*What this task involves*
Retype the full listing without altering anything.

*Data excerpts*
((

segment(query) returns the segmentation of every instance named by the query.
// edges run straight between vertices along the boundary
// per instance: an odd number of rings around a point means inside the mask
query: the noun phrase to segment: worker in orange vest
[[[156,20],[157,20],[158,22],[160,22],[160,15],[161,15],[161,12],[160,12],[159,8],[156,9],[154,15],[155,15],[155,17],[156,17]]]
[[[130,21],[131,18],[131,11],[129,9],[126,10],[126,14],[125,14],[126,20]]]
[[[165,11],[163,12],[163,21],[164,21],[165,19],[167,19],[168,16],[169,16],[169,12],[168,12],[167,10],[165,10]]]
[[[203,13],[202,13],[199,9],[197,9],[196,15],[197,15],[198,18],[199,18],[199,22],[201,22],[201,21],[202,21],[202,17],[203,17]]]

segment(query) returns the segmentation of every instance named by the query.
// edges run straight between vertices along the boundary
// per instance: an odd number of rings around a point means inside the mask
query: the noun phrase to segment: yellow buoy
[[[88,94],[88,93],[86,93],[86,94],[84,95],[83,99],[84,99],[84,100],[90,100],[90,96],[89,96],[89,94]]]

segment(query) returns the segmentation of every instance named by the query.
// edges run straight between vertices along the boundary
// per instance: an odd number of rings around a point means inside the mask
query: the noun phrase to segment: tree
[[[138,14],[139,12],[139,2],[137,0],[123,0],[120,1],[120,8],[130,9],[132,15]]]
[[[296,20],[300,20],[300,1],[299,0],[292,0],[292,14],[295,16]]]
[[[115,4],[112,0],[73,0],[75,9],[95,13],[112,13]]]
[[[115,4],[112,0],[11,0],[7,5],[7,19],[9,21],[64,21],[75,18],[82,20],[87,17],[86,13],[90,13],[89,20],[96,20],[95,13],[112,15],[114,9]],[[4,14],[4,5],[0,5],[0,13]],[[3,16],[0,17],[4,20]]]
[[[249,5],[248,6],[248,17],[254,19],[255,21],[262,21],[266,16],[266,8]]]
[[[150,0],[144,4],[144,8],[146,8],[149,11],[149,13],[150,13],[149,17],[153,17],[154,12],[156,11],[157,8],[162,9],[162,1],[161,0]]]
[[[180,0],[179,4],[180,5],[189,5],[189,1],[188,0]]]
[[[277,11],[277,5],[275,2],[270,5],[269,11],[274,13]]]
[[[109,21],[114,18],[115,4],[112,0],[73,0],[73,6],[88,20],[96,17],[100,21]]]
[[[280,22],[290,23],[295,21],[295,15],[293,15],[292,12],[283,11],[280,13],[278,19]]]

))

*Written response*
segment(query) returns the segmentation of every instance named by the query.
// edges run straight between vertices along the boundary
// per instance: an odd number of rings around a point means inside the mask
query: the noun phrase to segment: worker in orange vest
[[[156,20],[157,20],[158,22],[160,22],[160,15],[161,15],[161,12],[160,12],[159,8],[156,9],[154,15],[155,15],[155,17],[156,17]]]
[[[130,21],[131,18],[131,11],[129,9],[126,10],[126,14],[125,14],[126,20]]]
[[[165,11],[163,12],[163,21],[164,21],[165,19],[167,19],[168,16],[169,16],[169,12],[168,12],[167,10],[165,10]]]
[[[203,13],[202,13],[199,9],[197,9],[196,15],[197,15],[198,18],[199,18],[199,22],[201,22],[201,21],[202,21],[202,17],[203,17]]]

segment(query) returns the segmentation of every instance named by the query.
// edges run straight between vertices along the boundary
// per instance: an odd number of rings around a point means inside the mask
query: the noun phrase to segment: yellow buoy
[[[88,94],[88,93],[86,93],[86,94],[84,95],[83,99],[84,99],[84,100],[90,100],[90,96],[89,96],[89,94]]]

segment(query) returns the segmentation of every instance named by the query.
// edges run straight between vertices along the boundary
// per instance: an odd number of rings around a point means inside the mask
query: the noun phrase to segment: tree
[[[138,14],[139,12],[139,2],[137,0],[123,0],[120,1],[120,8],[130,9],[132,15]]]
[[[296,20],[300,20],[300,1],[299,0],[292,0],[292,14],[295,16]]]
[[[115,4],[112,0],[73,0],[75,9],[95,13],[112,13]]]
[[[115,4],[112,0],[11,0],[7,5],[7,19],[9,21],[64,21],[75,18],[82,20],[87,17],[86,13],[90,13],[89,20],[96,20],[95,13],[112,15],[114,9]],[[4,14],[4,5],[0,5],[0,13]],[[3,16],[0,17],[4,20]]]
[[[249,5],[248,6],[248,17],[254,19],[255,21],[262,21],[266,16],[266,8]]]
[[[150,0],[144,4],[144,8],[146,8],[149,11],[149,13],[150,13],[149,17],[153,17],[154,12],[156,11],[157,8],[162,9],[162,1],[161,0]]]
[[[180,0],[179,4],[180,5],[189,5],[189,1],[188,0]]]
[[[277,11],[277,5],[275,2],[270,5],[269,11],[274,13]]]
[[[109,21],[114,18],[115,4],[112,0],[73,0],[73,6],[88,20],[96,17],[100,21]]]
[[[280,22],[290,23],[295,21],[295,15],[293,15],[292,12],[283,11],[280,13],[278,19]]]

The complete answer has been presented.